**Given text**:

Oral Presentation Australasian Association of Bioethics & Health Law and New Zealand Bioethics Conference

HeLEX symposium on health data and the limits of the law: Health research and de-identified data: time to protect group privacy?  (956)

Mark Taylor 1
  1. University of Melbourne, Carlton, VIC, Australia

The scale, digital nature and participatory model of new large‐scale data initiatives creates challenges for the existing regulatory infrastructure. Traditionally health data governance, as it applies to personal health and genomic information, has focused on data that relates to people in identifiable form. This isn’t good enough anymore. Not only is there increasing recognition of the enduring risk of re‐identification but, even while de‐identified, data has significance for individuals as members of groups.  

There is an increasingly urgent need to acknowledge the importance of group data and its appropriate control within the framework of health research regulation. Failure to do so will undermine trustworthiness in effective governance: compromising our ability to effectively regulate big data flows capable of fundamentally reshaping the conditions under which future generations will live and be judged. 

The need to govern use and dissemination of de‐identified health data is recognised by the Framework to Guide the Secondary Use of My Health Record System Data. With the first release of data under the Framework expected from next year, this presentation assesses its capacity to promote and pro group privacy risks and protect the public interest in not only health research but also individual and group privacy interests.

**Data excerpts**:
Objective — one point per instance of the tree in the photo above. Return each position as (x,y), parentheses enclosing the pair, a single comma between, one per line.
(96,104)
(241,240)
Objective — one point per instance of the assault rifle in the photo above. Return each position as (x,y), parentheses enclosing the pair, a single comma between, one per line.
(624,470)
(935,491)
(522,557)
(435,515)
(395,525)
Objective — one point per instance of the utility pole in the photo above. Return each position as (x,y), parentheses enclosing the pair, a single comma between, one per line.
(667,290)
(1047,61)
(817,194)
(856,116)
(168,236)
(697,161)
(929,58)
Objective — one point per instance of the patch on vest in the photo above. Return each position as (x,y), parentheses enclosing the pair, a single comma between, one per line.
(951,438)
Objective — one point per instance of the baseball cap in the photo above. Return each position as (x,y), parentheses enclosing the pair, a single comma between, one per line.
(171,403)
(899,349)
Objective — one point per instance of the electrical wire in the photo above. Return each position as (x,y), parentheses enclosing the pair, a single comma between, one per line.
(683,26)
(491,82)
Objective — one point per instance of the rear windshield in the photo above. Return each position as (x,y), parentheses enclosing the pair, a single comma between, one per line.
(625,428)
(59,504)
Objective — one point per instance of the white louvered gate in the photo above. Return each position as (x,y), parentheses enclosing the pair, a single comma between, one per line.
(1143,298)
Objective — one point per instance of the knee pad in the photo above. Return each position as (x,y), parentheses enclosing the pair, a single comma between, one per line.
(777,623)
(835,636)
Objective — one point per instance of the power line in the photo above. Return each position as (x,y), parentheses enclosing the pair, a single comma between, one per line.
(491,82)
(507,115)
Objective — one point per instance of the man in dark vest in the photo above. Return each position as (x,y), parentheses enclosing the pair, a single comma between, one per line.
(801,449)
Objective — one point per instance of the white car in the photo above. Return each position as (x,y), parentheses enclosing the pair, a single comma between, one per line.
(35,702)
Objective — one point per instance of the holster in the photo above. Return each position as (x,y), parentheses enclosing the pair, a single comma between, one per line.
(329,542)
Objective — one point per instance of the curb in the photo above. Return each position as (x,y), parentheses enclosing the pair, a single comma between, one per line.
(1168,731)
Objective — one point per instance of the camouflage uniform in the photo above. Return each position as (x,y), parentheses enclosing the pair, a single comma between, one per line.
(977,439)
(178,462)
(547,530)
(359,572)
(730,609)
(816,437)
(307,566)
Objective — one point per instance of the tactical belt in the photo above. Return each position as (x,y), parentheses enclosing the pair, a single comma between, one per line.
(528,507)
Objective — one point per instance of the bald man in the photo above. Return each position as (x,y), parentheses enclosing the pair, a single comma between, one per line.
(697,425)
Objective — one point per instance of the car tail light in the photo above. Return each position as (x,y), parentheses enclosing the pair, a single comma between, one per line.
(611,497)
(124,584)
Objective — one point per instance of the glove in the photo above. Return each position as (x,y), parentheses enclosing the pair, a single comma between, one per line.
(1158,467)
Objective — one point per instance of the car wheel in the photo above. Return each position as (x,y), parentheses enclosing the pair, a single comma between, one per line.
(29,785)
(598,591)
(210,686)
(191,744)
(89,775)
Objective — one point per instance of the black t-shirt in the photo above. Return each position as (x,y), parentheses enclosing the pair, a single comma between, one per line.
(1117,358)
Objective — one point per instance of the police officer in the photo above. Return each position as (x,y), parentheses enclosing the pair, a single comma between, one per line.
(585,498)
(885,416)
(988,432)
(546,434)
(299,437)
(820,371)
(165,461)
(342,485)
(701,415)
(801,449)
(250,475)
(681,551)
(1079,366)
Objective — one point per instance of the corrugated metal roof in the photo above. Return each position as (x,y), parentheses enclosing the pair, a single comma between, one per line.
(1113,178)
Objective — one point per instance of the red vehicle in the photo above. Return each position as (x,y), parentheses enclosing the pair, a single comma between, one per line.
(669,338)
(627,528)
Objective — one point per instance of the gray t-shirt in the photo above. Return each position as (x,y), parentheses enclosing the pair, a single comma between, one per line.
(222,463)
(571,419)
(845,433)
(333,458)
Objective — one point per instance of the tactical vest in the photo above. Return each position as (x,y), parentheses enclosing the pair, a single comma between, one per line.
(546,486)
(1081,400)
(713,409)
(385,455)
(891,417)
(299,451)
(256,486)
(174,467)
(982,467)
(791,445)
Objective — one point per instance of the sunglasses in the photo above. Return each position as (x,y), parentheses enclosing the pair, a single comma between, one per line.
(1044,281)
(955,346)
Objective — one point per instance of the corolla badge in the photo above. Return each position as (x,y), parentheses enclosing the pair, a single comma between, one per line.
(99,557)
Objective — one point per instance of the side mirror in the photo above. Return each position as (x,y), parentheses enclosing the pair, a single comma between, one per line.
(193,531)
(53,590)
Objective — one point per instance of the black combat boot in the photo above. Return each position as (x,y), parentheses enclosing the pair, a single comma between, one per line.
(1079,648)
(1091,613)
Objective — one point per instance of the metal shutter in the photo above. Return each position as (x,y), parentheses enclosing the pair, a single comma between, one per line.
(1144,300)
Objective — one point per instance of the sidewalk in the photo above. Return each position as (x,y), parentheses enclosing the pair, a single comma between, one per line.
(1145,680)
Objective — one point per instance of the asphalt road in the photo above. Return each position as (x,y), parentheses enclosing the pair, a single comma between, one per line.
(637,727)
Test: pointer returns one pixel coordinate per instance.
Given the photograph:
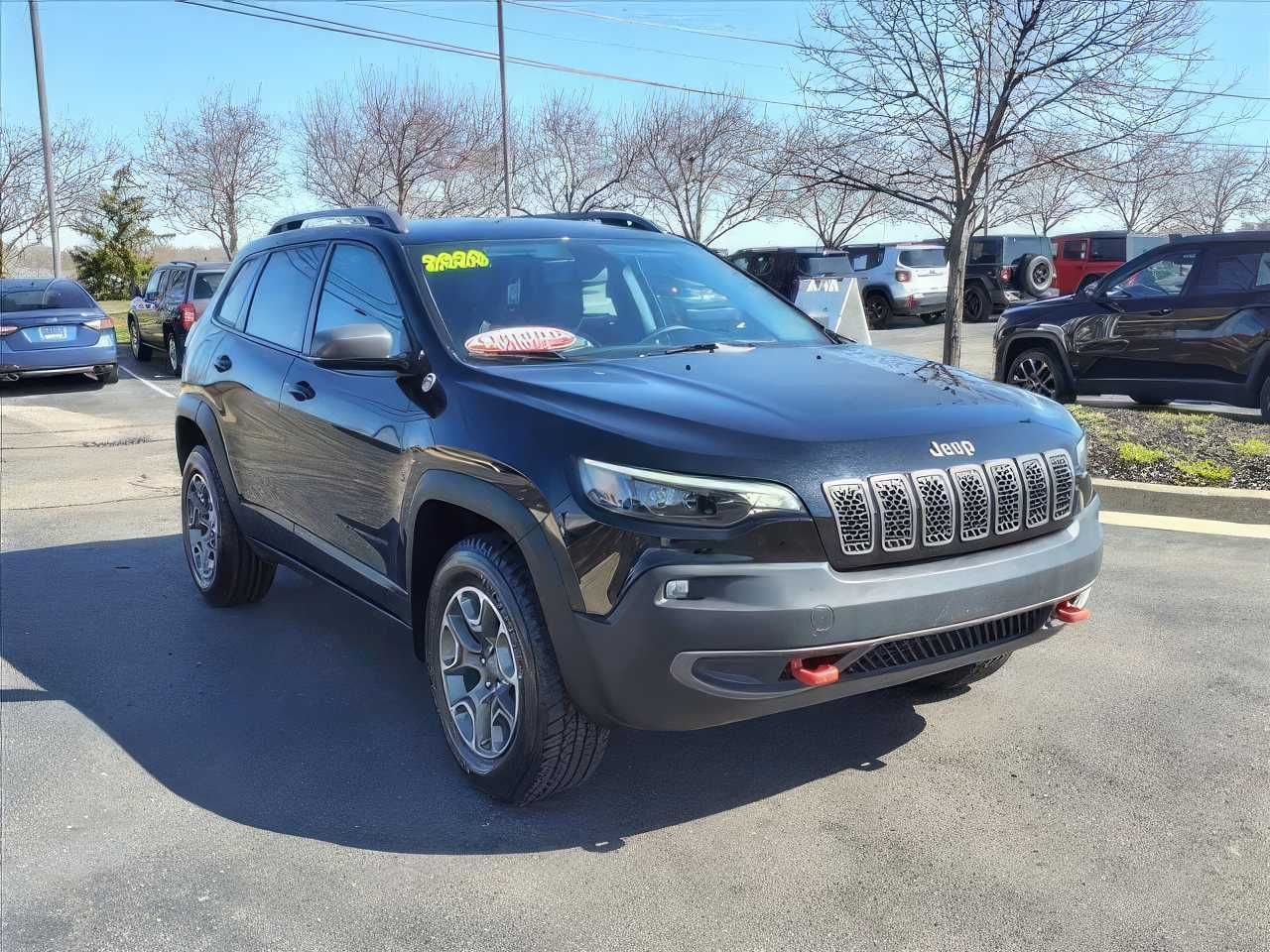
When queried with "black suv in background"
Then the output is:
(1189, 320)
(781, 268)
(1002, 271)
(162, 315)
(606, 479)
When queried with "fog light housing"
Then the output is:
(677, 588)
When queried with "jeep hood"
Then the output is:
(811, 409)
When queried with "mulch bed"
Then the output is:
(1175, 447)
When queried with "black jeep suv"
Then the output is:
(1189, 320)
(1003, 271)
(607, 479)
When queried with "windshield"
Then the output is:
(56, 295)
(601, 298)
(922, 257)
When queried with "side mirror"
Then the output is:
(358, 347)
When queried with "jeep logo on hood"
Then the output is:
(957, 447)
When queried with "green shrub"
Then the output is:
(1205, 471)
(1138, 454)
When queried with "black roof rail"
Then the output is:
(606, 216)
(375, 216)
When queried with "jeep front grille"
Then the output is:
(971, 503)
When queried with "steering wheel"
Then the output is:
(652, 338)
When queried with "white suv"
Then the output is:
(901, 280)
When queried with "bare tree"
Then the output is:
(213, 169)
(1139, 182)
(571, 158)
(703, 167)
(81, 163)
(412, 145)
(1044, 199)
(951, 91)
(835, 213)
(1229, 184)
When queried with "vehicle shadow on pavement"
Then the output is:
(309, 715)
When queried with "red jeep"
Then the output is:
(1080, 259)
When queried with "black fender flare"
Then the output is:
(199, 413)
(540, 543)
(1042, 334)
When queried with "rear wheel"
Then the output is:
(878, 311)
(1039, 372)
(959, 676)
(976, 306)
(507, 716)
(140, 352)
(225, 567)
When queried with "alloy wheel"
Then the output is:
(202, 530)
(479, 673)
(1035, 375)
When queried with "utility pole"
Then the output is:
(507, 146)
(44, 128)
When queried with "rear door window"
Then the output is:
(358, 291)
(280, 307)
(231, 307)
(1110, 249)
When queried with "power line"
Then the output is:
(570, 40)
(299, 19)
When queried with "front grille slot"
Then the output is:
(852, 515)
(942, 644)
(973, 500)
(896, 511)
(975, 506)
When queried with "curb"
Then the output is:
(1242, 506)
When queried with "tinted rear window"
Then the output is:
(206, 285)
(58, 295)
(1107, 249)
(280, 306)
(922, 257)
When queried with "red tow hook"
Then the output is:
(815, 676)
(1070, 612)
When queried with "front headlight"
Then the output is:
(691, 500)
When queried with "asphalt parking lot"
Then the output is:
(275, 777)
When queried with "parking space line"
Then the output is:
(149, 384)
(1180, 524)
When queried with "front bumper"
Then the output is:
(717, 656)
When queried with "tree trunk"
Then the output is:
(957, 246)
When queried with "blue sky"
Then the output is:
(114, 61)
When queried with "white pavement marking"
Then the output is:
(1180, 524)
(153, 386)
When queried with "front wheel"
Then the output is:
(140, 352)
(975, 306)
(225, 567)
(503, 706)
(1038, 371)
(959, 676)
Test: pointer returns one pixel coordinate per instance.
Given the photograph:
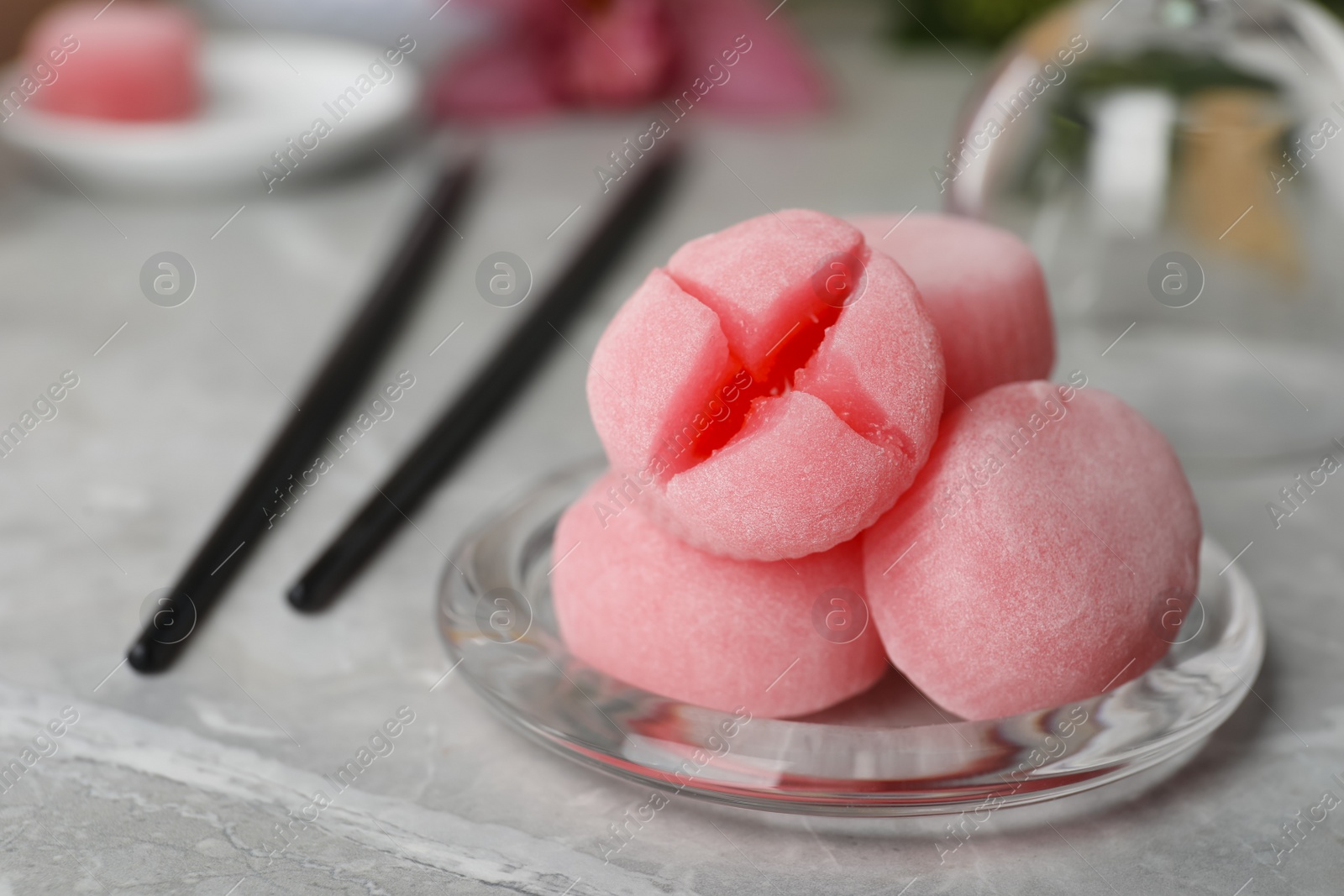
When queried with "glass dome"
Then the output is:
(1178, 165)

**Exercise tasks**:
1 – From the abstract on group privacy and de-identified health data, list every characteristic of new large-scale data initiatives that the abstract says creates challenges for the existing regulatory infrastructure.
2 – Reproduce the passage of the abstract on group privacy and de-identified health data between "Oral Presentation Australasian" and "members of groups.", inclusive.

**Answers to the exercises**:
1 –
- Scale
- Digital nature
- Participatory model

2 –
Oral Presentation Australasian Association of Bioethics & Health Law and New Zealand Bioethics Conference

HeLEX symposium on health data and the limits of the law: Health research and de-identified data: time to protect group privacy?  (956)

Mark Taylor 1
  1. University of Melbourne, Carlton, VIC, Australia

The scale, digital nature and participatory model of new large‐scale data initiatives creates challenges for the existing regulatory infrastructure. Traditionally health data governance, as it applies to personal health and genomic information, has focused on data that relates to people in identifiable form. This isn’t good enough anymore. Not only is there increasing recognition of the enduring risk of re‐identification but, even while de‐identified, data has significance for individuals as members of groups.